### EXERCISE DIRECTIONS
In the data below, find each line that contains the word "rope" and copy it.

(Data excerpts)
__________________________________________________
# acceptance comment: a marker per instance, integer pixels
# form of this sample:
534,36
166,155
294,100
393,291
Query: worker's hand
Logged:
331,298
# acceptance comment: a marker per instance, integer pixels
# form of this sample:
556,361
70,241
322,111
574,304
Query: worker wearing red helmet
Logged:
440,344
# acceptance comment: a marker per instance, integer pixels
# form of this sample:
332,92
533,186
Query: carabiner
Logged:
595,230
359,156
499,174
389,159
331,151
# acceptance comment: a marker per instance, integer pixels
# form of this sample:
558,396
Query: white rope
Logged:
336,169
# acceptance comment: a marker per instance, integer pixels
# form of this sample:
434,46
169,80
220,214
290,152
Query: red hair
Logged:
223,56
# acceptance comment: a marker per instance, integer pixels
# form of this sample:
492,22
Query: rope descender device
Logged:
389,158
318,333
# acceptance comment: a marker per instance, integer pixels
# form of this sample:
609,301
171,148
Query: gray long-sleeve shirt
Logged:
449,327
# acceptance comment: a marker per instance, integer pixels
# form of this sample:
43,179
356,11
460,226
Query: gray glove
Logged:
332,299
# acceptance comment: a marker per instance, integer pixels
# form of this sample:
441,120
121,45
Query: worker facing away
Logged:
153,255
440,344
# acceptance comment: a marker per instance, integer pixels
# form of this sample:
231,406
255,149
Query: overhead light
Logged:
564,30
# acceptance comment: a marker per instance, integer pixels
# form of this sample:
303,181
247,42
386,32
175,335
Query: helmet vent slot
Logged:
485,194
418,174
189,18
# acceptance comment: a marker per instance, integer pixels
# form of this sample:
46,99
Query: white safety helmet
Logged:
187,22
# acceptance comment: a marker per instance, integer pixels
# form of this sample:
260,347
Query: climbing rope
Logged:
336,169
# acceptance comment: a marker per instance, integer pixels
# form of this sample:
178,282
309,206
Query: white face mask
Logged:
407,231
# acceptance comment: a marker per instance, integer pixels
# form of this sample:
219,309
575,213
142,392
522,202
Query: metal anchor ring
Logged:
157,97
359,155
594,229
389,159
__________________________________________________
### EXERCISE SOLUTION
Query: white rope
Query: rope descender device
Query: climbing rope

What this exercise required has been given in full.